Stated exercise -
Write out exactly the lines from the one containing "Find the purple" through the last line of the records below, both included, and leave out any pictures.

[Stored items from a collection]
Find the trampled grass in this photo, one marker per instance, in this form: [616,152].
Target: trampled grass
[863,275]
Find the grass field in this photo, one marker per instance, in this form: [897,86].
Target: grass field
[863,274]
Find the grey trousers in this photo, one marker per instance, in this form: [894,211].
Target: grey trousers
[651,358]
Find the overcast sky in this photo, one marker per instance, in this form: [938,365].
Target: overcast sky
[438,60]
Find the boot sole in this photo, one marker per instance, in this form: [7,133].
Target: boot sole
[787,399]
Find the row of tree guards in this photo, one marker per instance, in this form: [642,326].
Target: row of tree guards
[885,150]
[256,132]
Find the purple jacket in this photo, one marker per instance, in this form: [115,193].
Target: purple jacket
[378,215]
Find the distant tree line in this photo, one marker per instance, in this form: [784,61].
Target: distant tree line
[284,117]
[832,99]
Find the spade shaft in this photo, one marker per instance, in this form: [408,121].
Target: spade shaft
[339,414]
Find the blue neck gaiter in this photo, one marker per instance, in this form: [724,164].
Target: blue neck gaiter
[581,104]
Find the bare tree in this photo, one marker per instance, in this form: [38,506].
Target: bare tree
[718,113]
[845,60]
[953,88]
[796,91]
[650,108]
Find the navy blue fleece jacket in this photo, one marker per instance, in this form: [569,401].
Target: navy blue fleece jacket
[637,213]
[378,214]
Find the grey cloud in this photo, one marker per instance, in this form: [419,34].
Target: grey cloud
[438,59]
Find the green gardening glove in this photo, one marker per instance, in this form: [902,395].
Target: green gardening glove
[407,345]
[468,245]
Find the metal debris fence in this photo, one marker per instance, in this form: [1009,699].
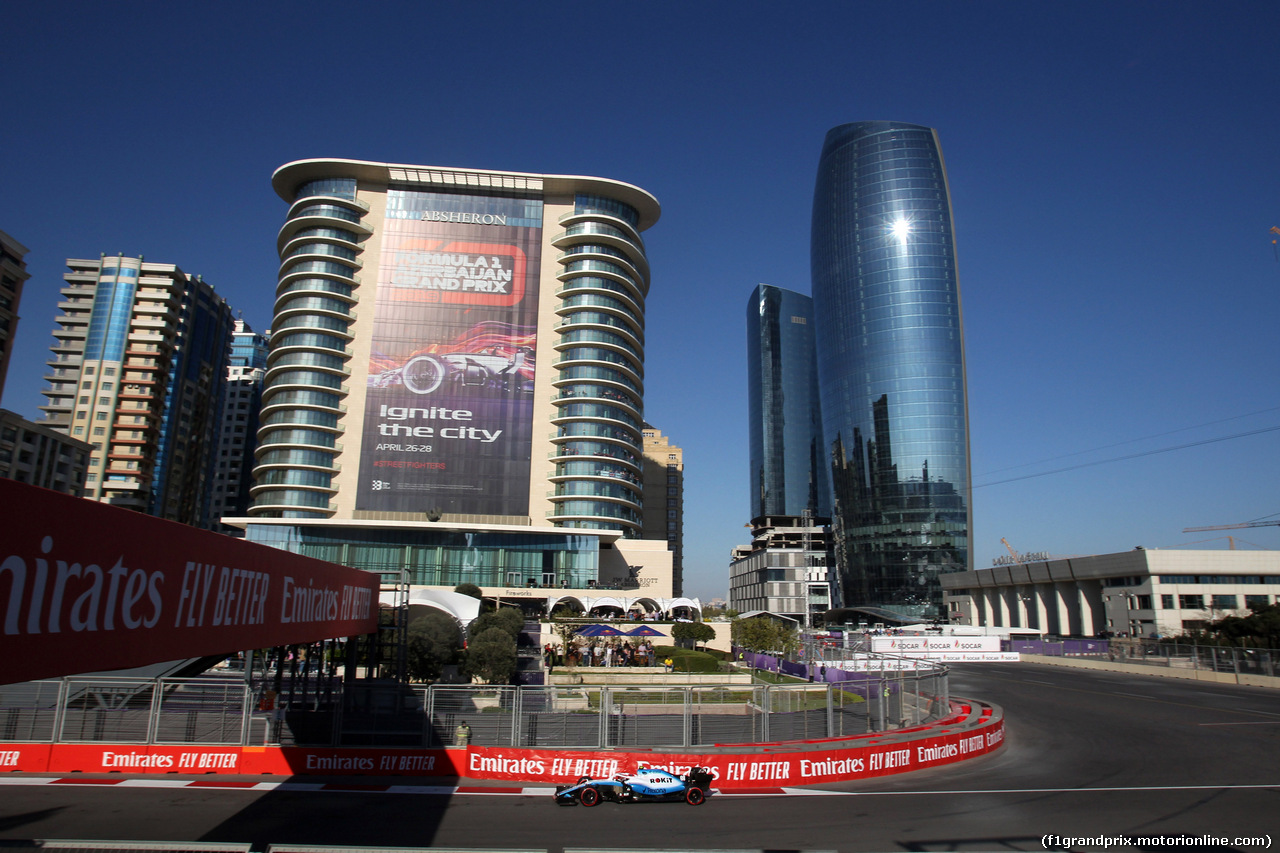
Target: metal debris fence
[228,711]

Written answer -
Find the purple jacket in this photo, one marker per instance, in this form: [115,193].
Target: purple jacket
[378,215]
Find the distant tree line in this photo, one marker per instance, in this form: [784,61].
Target: distant tree line
[284,117]
[832,99]
Find the spade shaft in this photo, one marker per instance, in this form: [408,121].
Target: spade shaft
[339,414]
Find the blue neck gaiter in this photo, one marker per instance, in this form: [724,164].
Target: blue neck gaiter
[581,104]
Find the bare tree in this photo, one marker per instance, in this form: [38,506].
Target: bare tree
[718,113]
[845,60]
[953,88]
[796,91]
[650,108]
Find the navy blue fleece jacket in this photo, one marker per instance, in this form: [569,401].
Target: navy blue fleece jacket
[637,213]
[378,214]
Find the grey cloud in this photo, one marker per instance, in this form: [419,34].
Target: grey cloud
[438,59]
Find the green gardening glove in this photo, one marker per instance, in this form: [902,395].
Target: green gardening glove
[407,345]
[468,245]
Find the metal debris fence in this photo, one marker per instance, in this form: [1009,699].
Target: metal debris fence
[228,711]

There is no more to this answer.